YOUR GOAL:
Type out the data again. Keep every line exactly the same.

==*==

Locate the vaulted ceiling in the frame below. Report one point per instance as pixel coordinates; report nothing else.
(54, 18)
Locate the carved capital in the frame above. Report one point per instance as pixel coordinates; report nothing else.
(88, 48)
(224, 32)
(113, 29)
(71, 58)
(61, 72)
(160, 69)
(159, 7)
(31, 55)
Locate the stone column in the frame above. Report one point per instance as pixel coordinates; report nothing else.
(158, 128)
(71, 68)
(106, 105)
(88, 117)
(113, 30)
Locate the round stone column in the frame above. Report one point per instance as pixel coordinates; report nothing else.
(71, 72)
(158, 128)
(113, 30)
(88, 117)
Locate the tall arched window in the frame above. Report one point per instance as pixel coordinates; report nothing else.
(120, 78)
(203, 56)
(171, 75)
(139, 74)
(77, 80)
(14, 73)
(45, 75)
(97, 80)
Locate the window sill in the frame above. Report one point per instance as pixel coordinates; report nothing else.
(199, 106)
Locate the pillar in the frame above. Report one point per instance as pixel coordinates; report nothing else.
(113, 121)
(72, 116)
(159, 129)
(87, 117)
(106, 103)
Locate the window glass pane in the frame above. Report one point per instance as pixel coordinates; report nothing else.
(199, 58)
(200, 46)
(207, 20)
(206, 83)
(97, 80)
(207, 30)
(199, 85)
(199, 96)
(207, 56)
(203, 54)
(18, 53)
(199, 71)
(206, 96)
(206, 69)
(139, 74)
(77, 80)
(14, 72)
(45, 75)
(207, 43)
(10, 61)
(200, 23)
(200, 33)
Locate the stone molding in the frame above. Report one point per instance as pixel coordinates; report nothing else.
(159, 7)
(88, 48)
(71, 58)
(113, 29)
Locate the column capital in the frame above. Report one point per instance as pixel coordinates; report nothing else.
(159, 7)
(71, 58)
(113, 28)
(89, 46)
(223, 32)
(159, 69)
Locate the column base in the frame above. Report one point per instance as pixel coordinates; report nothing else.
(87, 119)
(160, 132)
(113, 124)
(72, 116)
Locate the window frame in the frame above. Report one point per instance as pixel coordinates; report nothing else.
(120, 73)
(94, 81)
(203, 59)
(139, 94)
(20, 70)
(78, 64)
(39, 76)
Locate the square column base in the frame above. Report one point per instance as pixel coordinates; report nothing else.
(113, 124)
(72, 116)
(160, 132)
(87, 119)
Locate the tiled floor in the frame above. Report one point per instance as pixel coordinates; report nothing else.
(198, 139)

==*==

TASK SOLUTION:
Locate the vaulted ceiling in the frame below. Report one point per instance as pixel coordinates; report nothing else.
(54, 18)
Locate the carved capital in the frame above. Report one point per instance as pixel coordinates; report nothing else.
(88, 48)
(224, 32)
(113, 29)
(71, 58)
(61, 72)
(160, 69)
(159, 7)
(31, 55)
Locate the stone column in the frame above. Report one point per instance as pixel coordinates; report nothing else.
(158, 128)
(71, 68)
(106, 105)
(88, 117)
(113, 30)
Locate the round stone column in the frame above. Report one point per instance as pixel coordinates; report nothing else.
(71, 72)
(158, 128)
(113, 30)
(88, 117)
Locate the tall arched window in the frame above. Report one point per instance as pixel coordinates; report nothing else.
(120, 78)
(203, 56)
(171, 75)
(139, 74)
(77, 80)
(14, 73)
(45, 75)
(97, 80)
Locate the window sill in the frame above. Report one point per instance as pixel coordinates; report nothing else.
(199, 106)
Locate the pillar in the frame above. Report one point per instance as pixel coordinates; report nothing else.
(113, 121)
(72, 116)
(159, 129)
(87, 117)
(106, 103)
Locate the window glass pane in the frame above. Report one point per instance as pixel coordinates; report nothing else.
(199, 58)
(200, 46)
(207, 20)
(206, 83)
(97, 80)
(207, 30)
(199, 85)
(199, 96)
(207, 56)
(203, 54)
(18, 53)
(199, 71)
(206, 96)
(206, 69)
(139, 74)
(77, 80)
(14, 72)
(45, 75)
(207, 43)
(10, 61)
(200, 23)
(200, 33)
Locate the stone molding in the frame above. Report one point per instance as pixel coordinates; report nothing else.
(159, 7)
(88, 48)
(71, 58)
(113, 29)
Locate the column capital in the frame above. Report one point per instance as pixel coordinates; report nothing else.
(159, 7)
(71, 58)
(113, 28)
(89, 46)
(223, 32)
(159, 69)
Locate the column base in the frame above. Report one point per instance as pixel coordinates; report nothing else.
(87, 119)
(160, 132)
(113, 124)
(72, 116)
Locate the window frame in the frame above. Report one point per instance as pixel coordinates; report nothing else.
(120, 73)
(94, 81)
(203, 59)
(139, 94)
(20, 70)
(78, 64)
(39, 76)
Locate the square column base in the frame above. Report one point per instance as pixel coordinates; report nothing else.
(113, 124)
(72, 116)
(160, 132)
(87, 119)
Locate the tiled floor in the frame above. Report one point per instance as pixel coordinates; report nothing else.
(198, 139)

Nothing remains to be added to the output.